- GIVEN REQUEST A
Copy the passage in the election piece below from "A decent interval" to "2004 or 2008.".

- TEXT
══════════
A decent interval having passed since Election Day, here are some rearview-mirror thoughts about the state of our national politics. I found myself surprised by some developments and, as always, hopeful if uncertain about the future.
- Fewer of us voted than expected.
- Demographics have changed the electorate.
- Social norms and trends were important.
- Campaigning itself changed from the past.
- Present trends do not necessarily project into the future.
Fewer Americans voted: The United States has been in several-year economic distress. National and state-level candidates, party-affiliated groups, and independent committees poured unprecedented monies into the campaigns. Voter turnout activities reached an unprecedented level of intensity. Partisan fevers ran high. Yet, in the end, a lower percentage of eligible voters nationally cast ballots than in either 2004 or 2008.
Some 126 million voted in the election, about 57.5 percent of eligible voters. That compared to 62.3 percent who voted in 2008 and 60.4 percent in 2004. President Obama's vote total was substantially lower than in 2008. Former Massachusetts Gov. Mitt Romney's vote was lower than Sen. John McCain's four years ago, although the falloff was not so great as for Obama.
══════════
- GIVEN REQUEST B
In the records below, repeat word for word everything from the line with "For the dataset, pick out the puppy's white" to the line with "Target: puppy's white ruff".
══════════
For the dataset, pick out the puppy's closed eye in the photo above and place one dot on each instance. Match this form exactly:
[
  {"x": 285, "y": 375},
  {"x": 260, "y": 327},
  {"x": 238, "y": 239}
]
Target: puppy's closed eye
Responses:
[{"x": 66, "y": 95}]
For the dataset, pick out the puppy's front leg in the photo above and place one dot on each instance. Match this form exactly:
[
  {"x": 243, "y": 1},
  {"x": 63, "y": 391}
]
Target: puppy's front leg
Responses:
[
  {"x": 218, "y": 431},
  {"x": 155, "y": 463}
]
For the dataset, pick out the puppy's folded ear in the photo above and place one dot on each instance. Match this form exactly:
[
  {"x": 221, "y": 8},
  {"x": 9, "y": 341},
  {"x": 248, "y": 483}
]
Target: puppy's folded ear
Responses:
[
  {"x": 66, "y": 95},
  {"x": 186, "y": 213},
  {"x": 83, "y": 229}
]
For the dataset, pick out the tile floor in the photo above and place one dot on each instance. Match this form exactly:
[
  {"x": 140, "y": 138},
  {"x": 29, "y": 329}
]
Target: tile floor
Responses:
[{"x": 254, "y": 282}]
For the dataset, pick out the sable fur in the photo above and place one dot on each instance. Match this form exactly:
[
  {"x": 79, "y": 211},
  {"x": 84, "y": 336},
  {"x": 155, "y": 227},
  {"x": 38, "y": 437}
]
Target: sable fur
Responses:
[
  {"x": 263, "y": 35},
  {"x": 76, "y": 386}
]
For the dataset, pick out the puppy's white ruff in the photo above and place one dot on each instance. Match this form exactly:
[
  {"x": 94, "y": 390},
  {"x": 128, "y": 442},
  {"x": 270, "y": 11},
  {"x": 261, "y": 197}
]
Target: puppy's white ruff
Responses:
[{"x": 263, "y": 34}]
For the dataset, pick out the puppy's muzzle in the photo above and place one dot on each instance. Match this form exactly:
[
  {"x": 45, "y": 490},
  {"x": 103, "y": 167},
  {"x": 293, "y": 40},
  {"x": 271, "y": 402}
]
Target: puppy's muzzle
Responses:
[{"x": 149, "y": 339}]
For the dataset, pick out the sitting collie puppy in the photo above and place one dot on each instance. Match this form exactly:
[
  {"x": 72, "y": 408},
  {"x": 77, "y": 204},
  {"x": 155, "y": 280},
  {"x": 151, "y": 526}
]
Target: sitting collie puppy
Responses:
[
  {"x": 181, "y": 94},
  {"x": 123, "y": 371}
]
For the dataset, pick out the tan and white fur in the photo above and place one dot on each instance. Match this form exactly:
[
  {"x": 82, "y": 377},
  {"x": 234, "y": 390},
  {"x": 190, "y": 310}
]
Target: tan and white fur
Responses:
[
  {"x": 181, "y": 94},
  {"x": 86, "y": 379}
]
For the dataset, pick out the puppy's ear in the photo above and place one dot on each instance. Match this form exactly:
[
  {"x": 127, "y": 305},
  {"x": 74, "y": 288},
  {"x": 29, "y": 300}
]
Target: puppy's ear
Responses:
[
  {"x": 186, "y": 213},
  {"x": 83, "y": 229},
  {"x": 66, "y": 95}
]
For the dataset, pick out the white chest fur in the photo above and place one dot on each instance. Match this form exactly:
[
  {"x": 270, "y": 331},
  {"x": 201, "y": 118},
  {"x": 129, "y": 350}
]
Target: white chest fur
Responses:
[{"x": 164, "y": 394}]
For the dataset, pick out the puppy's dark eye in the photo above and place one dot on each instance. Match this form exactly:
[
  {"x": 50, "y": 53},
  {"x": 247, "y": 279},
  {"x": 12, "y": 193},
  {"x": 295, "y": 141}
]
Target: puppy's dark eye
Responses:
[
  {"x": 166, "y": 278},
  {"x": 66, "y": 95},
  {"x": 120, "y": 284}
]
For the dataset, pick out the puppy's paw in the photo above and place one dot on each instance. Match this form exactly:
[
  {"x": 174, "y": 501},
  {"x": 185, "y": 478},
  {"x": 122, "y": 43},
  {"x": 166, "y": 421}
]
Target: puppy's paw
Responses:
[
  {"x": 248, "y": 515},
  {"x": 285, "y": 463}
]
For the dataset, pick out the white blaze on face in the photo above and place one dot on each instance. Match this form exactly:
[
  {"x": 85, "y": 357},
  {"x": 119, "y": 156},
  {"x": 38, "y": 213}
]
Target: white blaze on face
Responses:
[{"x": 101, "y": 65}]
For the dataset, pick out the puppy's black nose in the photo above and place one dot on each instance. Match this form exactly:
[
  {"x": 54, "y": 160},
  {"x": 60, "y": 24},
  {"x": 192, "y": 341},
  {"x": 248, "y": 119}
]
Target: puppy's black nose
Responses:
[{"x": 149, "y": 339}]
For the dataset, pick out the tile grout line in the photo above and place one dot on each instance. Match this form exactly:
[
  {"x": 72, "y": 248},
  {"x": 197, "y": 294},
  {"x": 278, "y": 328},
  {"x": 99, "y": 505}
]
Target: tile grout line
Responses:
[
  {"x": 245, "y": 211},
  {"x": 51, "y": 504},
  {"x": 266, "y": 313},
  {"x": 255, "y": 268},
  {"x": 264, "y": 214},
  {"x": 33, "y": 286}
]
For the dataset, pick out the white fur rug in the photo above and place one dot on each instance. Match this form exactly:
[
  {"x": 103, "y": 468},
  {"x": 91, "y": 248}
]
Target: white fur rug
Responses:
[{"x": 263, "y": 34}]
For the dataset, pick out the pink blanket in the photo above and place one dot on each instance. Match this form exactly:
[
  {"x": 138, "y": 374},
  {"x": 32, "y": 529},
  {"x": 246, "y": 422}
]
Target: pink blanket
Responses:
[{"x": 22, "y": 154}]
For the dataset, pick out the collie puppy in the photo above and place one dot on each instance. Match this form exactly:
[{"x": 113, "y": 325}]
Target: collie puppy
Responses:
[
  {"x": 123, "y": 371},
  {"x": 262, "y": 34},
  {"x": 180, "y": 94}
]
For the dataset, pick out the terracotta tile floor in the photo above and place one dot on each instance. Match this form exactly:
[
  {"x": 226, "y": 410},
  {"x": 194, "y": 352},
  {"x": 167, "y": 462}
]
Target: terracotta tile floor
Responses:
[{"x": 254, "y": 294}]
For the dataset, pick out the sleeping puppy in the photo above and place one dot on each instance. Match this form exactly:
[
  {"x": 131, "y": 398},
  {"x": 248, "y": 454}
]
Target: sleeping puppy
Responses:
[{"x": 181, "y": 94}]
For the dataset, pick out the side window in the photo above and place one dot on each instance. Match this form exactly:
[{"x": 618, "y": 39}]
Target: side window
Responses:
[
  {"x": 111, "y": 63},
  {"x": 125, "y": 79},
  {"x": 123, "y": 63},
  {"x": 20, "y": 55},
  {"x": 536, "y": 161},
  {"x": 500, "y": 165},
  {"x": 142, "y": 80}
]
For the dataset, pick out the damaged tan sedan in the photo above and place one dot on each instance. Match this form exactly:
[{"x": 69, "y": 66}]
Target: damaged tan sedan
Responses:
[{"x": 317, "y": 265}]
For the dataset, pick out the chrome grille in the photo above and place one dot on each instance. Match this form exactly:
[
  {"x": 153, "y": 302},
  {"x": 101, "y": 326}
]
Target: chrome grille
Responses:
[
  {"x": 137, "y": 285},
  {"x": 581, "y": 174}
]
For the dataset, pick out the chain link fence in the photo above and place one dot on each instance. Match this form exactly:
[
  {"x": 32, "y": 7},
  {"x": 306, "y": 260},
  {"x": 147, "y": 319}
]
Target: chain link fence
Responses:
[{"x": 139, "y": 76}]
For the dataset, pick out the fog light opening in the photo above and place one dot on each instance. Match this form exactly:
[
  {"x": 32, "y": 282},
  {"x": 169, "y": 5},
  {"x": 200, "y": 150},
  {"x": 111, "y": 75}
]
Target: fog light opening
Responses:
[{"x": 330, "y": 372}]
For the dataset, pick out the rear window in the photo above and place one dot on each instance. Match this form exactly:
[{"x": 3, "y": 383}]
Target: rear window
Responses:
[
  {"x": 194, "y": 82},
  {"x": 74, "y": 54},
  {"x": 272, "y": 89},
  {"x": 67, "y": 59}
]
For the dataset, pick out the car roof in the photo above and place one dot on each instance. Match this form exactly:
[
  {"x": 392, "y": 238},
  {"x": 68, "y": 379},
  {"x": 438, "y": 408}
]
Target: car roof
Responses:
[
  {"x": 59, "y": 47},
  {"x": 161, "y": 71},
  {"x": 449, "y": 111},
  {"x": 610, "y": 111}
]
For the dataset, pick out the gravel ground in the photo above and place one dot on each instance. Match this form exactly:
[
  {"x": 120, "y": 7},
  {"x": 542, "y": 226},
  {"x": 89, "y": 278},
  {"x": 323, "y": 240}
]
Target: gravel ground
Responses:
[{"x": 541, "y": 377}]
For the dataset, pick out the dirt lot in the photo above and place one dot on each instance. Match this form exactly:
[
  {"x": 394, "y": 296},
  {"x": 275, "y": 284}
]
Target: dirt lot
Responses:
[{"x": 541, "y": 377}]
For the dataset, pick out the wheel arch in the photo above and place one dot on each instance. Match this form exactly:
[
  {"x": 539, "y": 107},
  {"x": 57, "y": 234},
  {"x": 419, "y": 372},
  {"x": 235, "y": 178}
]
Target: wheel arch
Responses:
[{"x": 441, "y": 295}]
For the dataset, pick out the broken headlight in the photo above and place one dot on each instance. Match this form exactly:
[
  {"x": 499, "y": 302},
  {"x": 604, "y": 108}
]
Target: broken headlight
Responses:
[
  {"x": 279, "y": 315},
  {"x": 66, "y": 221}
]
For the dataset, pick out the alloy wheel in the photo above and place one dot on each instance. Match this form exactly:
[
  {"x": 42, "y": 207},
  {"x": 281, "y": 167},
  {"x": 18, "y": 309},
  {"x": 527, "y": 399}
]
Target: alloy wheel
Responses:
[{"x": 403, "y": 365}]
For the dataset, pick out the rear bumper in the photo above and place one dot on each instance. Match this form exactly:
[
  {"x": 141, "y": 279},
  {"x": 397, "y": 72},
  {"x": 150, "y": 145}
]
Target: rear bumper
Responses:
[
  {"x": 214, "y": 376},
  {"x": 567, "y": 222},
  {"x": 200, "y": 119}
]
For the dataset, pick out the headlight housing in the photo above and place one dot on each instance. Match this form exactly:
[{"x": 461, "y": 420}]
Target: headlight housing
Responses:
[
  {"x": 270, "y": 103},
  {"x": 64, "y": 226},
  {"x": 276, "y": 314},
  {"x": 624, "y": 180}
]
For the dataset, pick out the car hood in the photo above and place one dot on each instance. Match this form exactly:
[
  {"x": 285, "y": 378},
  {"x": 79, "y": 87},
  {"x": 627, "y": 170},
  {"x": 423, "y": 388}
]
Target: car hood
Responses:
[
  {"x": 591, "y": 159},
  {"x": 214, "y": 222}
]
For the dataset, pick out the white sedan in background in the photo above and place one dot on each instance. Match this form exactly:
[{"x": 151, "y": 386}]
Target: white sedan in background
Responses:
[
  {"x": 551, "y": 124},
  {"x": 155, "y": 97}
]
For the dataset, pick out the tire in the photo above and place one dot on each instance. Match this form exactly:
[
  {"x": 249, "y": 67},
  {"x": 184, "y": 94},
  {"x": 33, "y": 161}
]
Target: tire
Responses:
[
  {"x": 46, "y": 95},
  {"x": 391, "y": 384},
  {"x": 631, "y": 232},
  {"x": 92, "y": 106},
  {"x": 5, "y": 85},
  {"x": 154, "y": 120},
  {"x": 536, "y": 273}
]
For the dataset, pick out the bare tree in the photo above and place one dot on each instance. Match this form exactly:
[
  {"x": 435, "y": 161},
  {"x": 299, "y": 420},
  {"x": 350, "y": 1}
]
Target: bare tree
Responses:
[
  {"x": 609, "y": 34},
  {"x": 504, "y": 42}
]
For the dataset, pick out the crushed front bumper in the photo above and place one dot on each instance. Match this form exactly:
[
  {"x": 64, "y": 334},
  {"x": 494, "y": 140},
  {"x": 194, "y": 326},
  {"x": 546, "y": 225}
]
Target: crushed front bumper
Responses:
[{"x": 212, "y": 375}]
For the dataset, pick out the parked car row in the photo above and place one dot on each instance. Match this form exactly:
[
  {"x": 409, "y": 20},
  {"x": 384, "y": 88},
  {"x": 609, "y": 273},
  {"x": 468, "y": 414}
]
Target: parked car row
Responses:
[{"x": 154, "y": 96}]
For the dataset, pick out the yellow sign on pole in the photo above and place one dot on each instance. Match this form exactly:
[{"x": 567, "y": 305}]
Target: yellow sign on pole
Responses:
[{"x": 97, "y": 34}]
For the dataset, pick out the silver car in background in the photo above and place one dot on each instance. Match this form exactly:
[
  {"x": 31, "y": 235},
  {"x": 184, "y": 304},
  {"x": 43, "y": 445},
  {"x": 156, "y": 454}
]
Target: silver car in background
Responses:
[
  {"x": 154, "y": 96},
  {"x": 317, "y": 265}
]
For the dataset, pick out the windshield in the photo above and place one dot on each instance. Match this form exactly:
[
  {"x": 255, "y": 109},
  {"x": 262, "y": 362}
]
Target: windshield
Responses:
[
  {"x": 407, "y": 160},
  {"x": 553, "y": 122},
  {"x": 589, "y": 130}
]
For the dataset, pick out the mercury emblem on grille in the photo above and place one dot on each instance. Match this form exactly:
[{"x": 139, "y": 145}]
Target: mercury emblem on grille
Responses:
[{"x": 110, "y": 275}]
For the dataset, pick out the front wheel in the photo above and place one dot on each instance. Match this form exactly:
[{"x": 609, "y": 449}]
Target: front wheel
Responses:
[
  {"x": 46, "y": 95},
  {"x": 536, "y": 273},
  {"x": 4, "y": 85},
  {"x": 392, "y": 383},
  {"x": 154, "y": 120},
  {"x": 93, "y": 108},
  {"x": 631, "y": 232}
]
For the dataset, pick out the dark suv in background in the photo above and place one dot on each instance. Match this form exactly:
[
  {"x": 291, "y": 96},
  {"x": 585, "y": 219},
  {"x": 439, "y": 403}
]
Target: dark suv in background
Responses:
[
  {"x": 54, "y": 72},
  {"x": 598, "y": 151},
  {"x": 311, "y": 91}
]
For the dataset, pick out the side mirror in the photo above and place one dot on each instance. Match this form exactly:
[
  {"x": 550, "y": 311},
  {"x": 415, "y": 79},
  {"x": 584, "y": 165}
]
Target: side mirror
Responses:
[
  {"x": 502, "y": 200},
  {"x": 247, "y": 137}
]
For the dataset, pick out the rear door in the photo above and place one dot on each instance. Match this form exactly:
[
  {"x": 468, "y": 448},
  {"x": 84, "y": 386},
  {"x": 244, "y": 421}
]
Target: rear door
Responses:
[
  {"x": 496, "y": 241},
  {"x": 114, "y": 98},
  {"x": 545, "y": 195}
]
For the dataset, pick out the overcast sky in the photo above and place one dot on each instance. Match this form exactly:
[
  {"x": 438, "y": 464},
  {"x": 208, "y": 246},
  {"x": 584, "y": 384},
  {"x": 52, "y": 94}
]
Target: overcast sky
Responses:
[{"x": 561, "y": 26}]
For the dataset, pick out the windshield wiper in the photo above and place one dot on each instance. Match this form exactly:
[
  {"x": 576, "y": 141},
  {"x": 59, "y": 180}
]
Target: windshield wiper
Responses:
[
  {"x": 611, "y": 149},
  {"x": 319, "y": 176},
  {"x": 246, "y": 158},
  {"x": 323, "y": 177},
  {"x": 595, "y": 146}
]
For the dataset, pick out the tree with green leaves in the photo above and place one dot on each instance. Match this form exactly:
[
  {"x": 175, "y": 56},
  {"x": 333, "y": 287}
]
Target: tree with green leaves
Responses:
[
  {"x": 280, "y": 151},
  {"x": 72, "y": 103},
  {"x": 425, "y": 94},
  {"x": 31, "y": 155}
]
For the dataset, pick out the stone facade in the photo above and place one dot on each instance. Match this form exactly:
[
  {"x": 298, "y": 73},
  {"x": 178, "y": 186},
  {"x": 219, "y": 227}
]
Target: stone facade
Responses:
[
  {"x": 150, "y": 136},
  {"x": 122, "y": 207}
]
══════════
- OUTPUT A
A decent interval having passed since Election Day, here are some rearview-mirror thoughts about the state of our national politics. I found myself surprised by some developments and, as always, hopeful if uncertain about the future.
- Fewer of us voted than expected.
- Demographics have changed the electorate.
- Social norms and trends were important.
- Campaigning itself changed from the past.
- Present trends do not necessarily project into the future.
Fewer Americans voted: The United States has been in several-year economic distress. National and state-level candidates, party-affiliated groups, and independent committees poured unprecedented monies into the campaigns. Voter turnout activities reached an unprecedented level of intensity. Partisan fevers ran high. Yet, in the end, a lower percentage of eligible voters nationally cast ballots than in either 2004 or 2008.

- OUTPUT B
For the dataset, pick out the puppy's white ruff in the photo above and place one dot on each instance. Match this form exactly:
[
  {"x": 94, "y": 390},
  {"x": 128, "y": 442},
  {"x": 270, "y": 11},
  {"x": 261, "y": 197}
]
Target: puppy's white ruff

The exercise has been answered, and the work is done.